SOURCE TEXT:
2011 World Series Game 7 - Texas Rangers v St Louis Cardinals Photo by Dilip Vishwanat/Getty Images

Unsurprisingly, MLB news has been slow since the current lockout started. The bright side is that even though a bucket of ice water got thrown on the hot stove, there’s a good opportunity to look more closely at things like the state of the Cardinals roster and organization, data collected from previous seasons and their implications, Hall of Fame cases, and altogether fun topics that might not get as much attention during hot-stove season. Still, the offseason is long enough as it is and with the lockout going on we’ll all probably need a few extra doses of baseball to get us to Opening Day in 2022. So today, I’m going to take a break from the Spin Rate series to recommend ways to get your baseball fix this offseason.

Documentaries/TV

Ken Burns’ Baseball - Probably the most comprehensive documentary on the history of baseball, Baseball tells the full story of the game from its origins to 1992. You can find it on streaming platforms now as a collection of nine two-hour episodes with a bonus tenth and eleventh episodes covering the nineties through 2010. The Gashouse Gang, Stan Musial, and Bob Gibson get a good amount of screentime devoted to them, and the Negro Leagues and the integration of the game are also discussed at length. On top of all of that, there are a lot of great stories about timeless stars like Honus Wagner, Babe Ruth, Christy Matthewson, and Walter Johnson, and I can’t recommend it enough.

Fastball - I watched this documentary a few years back and it was one of the more interesting documentaries I can remember watching. The doc talks about the evolution of fastballs and the different ways pitch velocity has been measured, from the times of Bob Feller to Aroldis Chapman, with the primary goal of trying to find out which pitcher in history threw the fastest fastball. The conclusion they come to probably won’t surprise you.

Anything from the 2011 playoff run - Pretty self-explanatory. Game 6 will never get old. Albert Pujols’ three-HR game in the World Series is also worth reliving, along with Chris Carpenter’s Game 5 duel against his friend and former teammate Roy Halladay in the NLDS. Any game with David Freese heroics is a plus.

Coordinate labeling data:
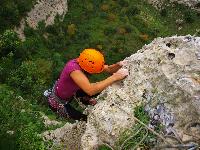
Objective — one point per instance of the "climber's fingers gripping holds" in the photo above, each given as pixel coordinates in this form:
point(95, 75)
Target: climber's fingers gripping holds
point(123, 63)
point(121, 74)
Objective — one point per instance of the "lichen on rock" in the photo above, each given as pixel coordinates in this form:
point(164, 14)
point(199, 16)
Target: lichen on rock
point(166, 71)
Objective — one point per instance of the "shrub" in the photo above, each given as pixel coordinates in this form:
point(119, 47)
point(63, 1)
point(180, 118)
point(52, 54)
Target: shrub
point(19, 122)
point(132, 11)
point(189, 17)
point(163, 12)
point(109, 31)
point(8, 42)
point(71, 29)
point(31, 77)
point(105, 7)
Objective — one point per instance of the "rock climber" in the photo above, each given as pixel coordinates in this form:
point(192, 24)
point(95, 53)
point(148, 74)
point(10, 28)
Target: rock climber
point(73, 81)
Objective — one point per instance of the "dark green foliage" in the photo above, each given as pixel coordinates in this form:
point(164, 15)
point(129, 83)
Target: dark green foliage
point(189, 17)
point(11, 12)
point(117, 27)
point(132, 11)
point(8, 42)
point(31, 77)
point(18, 118)
point(103, 147)
point(163, 12)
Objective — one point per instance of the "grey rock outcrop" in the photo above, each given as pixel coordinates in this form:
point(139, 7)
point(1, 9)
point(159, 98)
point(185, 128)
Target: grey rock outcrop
point(167, 71)
point(44, 10)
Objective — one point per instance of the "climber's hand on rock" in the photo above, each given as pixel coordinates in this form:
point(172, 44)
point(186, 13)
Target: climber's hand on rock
point(120, 74)
point(122, 63)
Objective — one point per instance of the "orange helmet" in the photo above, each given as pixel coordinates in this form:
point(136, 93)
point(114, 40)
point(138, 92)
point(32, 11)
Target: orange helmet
point(91, 61)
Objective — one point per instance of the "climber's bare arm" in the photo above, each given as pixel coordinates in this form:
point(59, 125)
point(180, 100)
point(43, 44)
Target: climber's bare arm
point(93, 88)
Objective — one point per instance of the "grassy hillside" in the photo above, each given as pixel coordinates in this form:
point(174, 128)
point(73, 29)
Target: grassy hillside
point(117, 27)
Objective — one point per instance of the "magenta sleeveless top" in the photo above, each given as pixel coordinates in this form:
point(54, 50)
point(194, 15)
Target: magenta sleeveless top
point(66, 87)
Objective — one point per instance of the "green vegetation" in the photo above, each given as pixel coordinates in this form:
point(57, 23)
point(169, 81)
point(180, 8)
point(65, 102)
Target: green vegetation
point(117, 27)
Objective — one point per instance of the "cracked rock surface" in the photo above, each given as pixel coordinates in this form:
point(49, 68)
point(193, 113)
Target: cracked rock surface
point(166, 71)
point(44, 10)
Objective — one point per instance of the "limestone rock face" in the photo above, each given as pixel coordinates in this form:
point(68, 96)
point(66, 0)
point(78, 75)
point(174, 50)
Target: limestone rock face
point(167, 72)
point(44, 10)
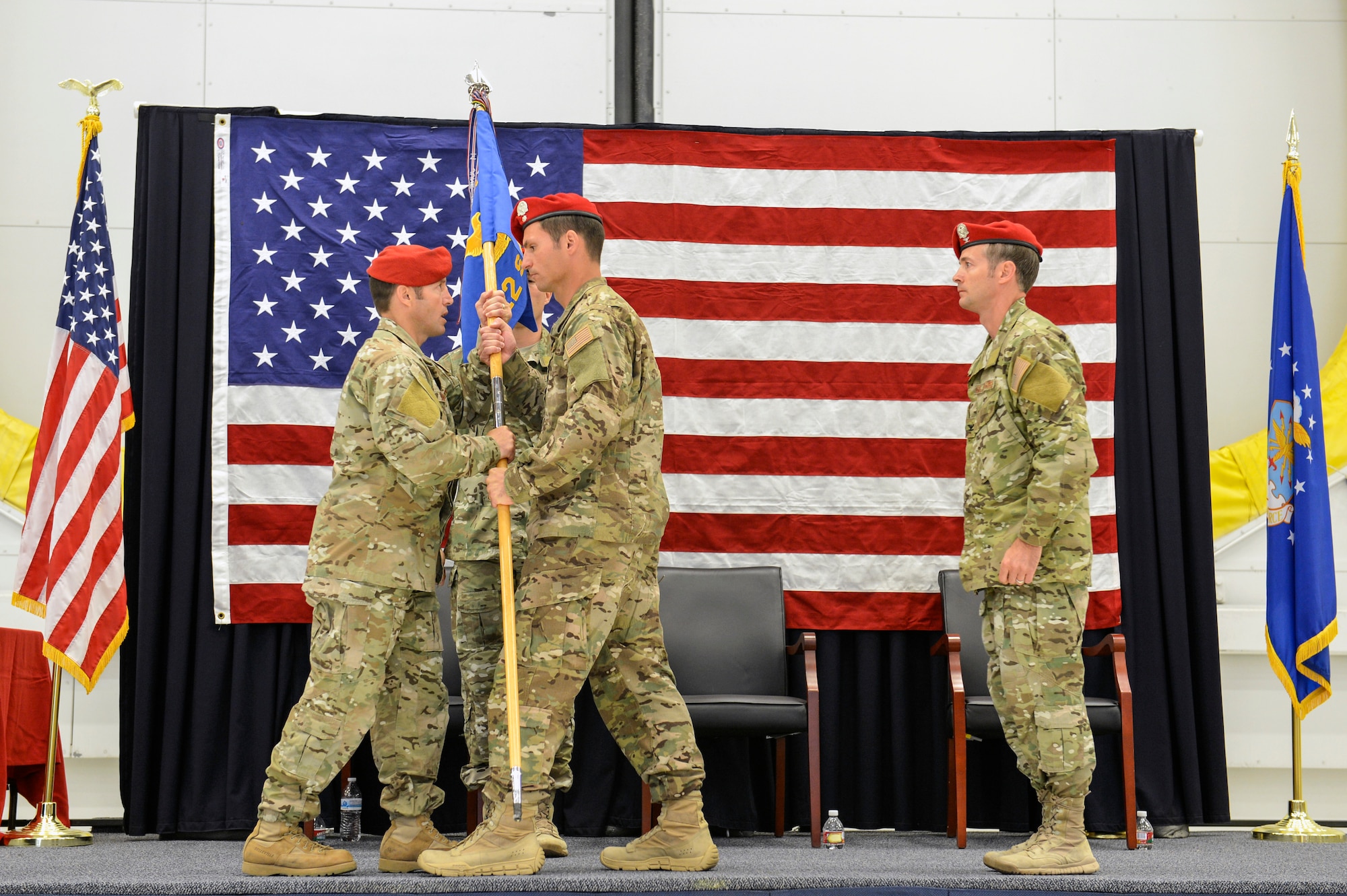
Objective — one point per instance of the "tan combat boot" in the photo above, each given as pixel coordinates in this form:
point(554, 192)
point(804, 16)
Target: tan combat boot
point(406, 840)
point(281, 848)
point(681, 841)
point(499, 847)
point(1045, 831)
point(549, 837)
point(1065, 851)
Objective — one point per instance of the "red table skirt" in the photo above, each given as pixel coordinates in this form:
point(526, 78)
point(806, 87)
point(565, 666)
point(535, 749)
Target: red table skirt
point(25, 719)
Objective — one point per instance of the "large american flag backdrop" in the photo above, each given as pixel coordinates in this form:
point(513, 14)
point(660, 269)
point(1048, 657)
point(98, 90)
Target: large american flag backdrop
point(797, 289)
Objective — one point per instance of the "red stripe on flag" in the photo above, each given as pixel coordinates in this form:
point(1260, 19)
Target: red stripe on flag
point(865, 303)
point(108, 627)
point(1104, 535)
point(898, 611)
point(77, 537)
point(864, 611)
point(752, 225)
point(270, 602)
point(836, 535)
point(271, 524)
point(87, 419)
point(1105, 610)
point(278, 444)
point(824, 380)
point(791, 456)
point(813, 535)
point(845, 152)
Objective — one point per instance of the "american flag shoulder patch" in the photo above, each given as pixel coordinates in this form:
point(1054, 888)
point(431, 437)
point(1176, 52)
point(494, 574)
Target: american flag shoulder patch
point(583, 338)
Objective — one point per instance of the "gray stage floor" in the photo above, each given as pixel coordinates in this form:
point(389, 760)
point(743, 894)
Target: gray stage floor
point(1205, 863)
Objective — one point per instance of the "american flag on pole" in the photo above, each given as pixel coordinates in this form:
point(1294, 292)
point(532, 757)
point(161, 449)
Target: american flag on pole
point(797, 289)
point(71, 553)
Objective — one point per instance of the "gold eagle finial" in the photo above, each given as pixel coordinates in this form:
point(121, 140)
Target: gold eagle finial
point(92, 90)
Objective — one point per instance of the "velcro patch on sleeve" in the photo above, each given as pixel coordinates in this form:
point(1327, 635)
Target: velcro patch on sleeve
point(420, 405)
point(1046, 385)
point(583, 338)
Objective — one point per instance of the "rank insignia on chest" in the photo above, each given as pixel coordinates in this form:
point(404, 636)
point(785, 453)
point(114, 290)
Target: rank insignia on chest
point(583, 338)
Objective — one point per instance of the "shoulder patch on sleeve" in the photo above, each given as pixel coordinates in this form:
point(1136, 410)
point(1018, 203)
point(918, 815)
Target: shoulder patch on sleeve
point(420, 405)
point(1043, 385)
point(583, 338)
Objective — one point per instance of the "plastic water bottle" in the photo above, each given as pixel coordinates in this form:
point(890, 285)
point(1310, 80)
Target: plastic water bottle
point(1146, 833)
point(351, 806)
point(834, 836)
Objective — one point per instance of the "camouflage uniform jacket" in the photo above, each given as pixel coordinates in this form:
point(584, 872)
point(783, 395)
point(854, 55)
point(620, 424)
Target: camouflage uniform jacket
point(595, 471)
point(473, 535)
point(395, 450)
point(1030, 454)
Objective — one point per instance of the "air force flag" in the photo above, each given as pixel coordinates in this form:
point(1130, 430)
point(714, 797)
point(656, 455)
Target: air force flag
point(492, 207)
point(1302, 590)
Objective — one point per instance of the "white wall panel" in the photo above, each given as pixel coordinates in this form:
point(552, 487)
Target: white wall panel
point(879, 70)
point(399, 59)
point(156, 48)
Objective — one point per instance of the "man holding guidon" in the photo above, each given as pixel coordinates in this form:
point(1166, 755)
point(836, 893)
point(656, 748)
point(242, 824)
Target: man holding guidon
point(589, 596)
point(1027, 537)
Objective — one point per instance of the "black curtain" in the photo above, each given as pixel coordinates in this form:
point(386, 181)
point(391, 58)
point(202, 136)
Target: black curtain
point(203, 704)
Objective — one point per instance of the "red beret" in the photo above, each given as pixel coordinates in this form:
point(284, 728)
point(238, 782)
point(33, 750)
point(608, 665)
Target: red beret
point(560, 203)
point(1016, 234)
point(412, 265)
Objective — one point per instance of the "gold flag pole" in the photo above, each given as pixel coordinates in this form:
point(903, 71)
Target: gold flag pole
point(478, 90)
point(48, 828)
point(1296, 827)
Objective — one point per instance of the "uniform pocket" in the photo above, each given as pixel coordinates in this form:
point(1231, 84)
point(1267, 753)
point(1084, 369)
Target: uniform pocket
point(1062, 739)
point(558, 635)
point(1059, 623)
point(550, 580)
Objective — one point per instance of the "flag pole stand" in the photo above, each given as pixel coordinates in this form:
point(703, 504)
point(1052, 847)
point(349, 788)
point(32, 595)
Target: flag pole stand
point(1298, 827)
point(48, 829)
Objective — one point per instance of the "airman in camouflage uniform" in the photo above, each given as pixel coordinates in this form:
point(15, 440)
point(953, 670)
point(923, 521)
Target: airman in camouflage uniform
point(376, 644)
point(589, 596)
point(476, 596)
point(1027, 485)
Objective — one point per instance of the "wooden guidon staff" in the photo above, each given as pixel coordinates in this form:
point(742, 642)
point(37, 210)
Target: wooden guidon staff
point(517, 776)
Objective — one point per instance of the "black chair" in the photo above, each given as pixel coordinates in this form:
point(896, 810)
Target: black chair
point(725, 635)
point(972, 711)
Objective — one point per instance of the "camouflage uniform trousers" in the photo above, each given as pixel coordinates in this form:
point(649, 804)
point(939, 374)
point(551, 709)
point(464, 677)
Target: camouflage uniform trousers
point(375, 666)
point(591, 610)
point(476, 602)
point(1037, 679)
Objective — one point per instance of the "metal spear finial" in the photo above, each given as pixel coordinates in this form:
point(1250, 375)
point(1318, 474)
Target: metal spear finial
point(92, 90)
point(476, 78)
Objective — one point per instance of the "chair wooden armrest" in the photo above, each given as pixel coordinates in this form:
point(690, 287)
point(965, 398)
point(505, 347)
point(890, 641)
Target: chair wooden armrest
point(808, 645)
point(949, 646)
point(1116, 646)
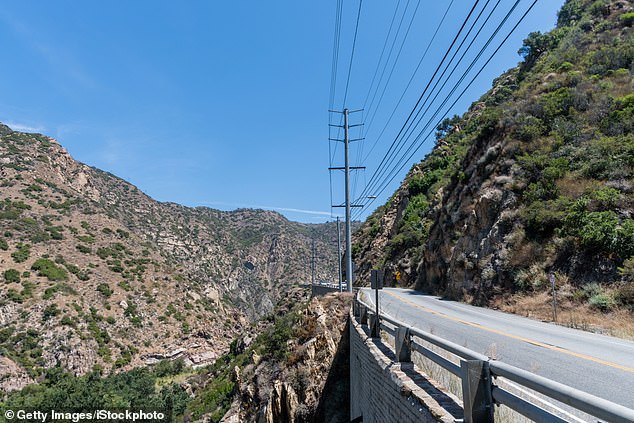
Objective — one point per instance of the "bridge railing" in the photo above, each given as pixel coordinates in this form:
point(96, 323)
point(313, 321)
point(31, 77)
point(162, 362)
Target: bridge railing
point(479, 372)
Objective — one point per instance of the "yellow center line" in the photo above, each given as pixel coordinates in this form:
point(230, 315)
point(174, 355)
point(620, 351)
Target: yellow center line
point(510, 335)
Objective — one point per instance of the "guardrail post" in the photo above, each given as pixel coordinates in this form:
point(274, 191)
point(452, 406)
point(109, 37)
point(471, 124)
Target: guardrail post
point(375, 329)
point(363, 314)
point(476, 391)
point(402, 344)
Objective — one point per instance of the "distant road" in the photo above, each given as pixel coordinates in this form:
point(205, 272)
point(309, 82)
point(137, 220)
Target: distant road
point(597, 364)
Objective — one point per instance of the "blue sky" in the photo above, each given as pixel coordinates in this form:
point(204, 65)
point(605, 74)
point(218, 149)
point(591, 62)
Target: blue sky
point(224, 104)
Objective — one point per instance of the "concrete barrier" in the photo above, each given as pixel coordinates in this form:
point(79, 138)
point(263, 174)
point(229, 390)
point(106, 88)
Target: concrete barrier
point(383, 390)
point(319, 290)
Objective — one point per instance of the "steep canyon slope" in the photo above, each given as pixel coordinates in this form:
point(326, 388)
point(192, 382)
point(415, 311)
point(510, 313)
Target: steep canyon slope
point(535, 178)
point(95, 273)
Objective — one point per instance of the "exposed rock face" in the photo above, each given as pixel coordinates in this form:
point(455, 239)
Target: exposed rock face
point(309, 385)
point(121, 279)
point(530, 181)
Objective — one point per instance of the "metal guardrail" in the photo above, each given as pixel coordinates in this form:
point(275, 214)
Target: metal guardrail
point(477, 373)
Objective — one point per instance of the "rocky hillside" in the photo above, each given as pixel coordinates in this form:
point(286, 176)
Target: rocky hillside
point(95, 273)
point(291, 367)
point(536, 178)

TASK TO COMPLETE: From the baseball offseason article, reproduce word for word the passage from "Documentaries/TV" up to and including "recommend it enough.".

CORRECT RESPONSE:
Documentaries/TV

Ken Burns’ Baseball - Probably the most comprehensive documentary on the history of baseball, Baseball tells the full story of the game from its origins to 1992. You can find it on streaming platforms now as a collection of nine two-hour episodes with a bonus tenth and eleventh episodes covering the nineties through 2010. The Gashouse Gang, Stan Musial, and Bob Gibson get a good amount of screentime devoted to them, and the Negro Leagues and the integration of the game are also discussed at length. On top of all of that, there are a lot of great stories about timeless stars like Honus Wagner, Babe Ruth, Christy Matthewson, and Walter Johnson, and I can’t recommend it enough.